■ Exercise
Gather every line in the items below that contains the word "pier", and copy each one in full.
───── Provided records
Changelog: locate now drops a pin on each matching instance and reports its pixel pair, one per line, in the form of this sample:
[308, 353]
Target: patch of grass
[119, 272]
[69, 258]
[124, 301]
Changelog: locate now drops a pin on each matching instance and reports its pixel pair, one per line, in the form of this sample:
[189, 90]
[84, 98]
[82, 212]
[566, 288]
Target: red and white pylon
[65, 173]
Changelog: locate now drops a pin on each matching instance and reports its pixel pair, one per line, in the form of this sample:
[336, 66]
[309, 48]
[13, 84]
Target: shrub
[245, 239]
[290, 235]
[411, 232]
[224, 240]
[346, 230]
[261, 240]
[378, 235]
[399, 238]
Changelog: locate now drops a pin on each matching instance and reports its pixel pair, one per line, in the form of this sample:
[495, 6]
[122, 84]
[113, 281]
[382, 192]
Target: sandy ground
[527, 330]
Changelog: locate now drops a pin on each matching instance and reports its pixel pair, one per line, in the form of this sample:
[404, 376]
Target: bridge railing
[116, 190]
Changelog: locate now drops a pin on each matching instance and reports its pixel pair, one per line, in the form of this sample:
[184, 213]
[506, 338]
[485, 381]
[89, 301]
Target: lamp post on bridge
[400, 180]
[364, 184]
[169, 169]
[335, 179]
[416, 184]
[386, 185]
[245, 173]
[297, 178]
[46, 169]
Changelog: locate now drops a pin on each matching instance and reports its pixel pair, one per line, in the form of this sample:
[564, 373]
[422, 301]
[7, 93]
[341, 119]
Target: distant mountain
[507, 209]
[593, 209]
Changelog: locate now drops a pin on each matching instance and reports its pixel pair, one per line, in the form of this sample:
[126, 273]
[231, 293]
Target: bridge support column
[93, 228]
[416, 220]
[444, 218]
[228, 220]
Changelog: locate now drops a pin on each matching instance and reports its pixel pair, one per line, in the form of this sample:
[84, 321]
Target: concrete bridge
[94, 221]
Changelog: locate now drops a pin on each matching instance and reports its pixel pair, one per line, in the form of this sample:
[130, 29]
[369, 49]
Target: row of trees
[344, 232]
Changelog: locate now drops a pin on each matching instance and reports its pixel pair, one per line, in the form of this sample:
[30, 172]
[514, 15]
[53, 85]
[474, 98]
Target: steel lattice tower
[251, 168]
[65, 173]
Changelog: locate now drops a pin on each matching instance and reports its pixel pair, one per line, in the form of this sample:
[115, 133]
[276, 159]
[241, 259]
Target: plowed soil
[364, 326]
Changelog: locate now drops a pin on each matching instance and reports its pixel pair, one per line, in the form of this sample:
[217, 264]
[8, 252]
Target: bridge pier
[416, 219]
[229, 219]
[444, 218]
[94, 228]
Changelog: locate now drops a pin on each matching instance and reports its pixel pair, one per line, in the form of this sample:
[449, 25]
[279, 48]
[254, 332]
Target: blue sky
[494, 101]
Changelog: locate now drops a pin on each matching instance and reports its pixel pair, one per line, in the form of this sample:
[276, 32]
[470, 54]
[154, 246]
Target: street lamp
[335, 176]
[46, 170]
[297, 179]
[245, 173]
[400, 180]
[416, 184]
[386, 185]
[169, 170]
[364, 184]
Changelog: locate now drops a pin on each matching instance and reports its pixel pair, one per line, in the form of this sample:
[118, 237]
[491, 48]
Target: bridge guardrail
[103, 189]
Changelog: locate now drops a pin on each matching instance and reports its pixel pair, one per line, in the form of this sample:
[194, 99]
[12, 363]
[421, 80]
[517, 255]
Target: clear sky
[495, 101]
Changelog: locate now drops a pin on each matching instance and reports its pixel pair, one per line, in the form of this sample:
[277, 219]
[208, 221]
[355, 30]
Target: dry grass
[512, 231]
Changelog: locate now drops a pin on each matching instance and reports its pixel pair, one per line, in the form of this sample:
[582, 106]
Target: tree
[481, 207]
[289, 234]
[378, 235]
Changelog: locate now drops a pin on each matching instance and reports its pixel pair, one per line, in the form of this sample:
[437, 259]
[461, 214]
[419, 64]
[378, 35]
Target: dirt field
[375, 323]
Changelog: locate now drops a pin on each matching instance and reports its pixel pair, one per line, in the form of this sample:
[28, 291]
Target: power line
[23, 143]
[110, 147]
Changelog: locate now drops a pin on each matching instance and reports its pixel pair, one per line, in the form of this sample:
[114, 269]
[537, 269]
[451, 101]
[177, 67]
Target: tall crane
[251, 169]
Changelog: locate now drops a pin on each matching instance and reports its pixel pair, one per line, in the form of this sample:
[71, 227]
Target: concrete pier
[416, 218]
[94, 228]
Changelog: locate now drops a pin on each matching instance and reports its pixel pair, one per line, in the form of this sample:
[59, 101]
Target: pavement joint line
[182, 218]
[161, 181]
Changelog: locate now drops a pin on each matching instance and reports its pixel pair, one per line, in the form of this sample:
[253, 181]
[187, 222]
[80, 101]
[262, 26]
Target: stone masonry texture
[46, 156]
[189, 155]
──────────
■ Output below
Target: bridge pier
Target: concrete pier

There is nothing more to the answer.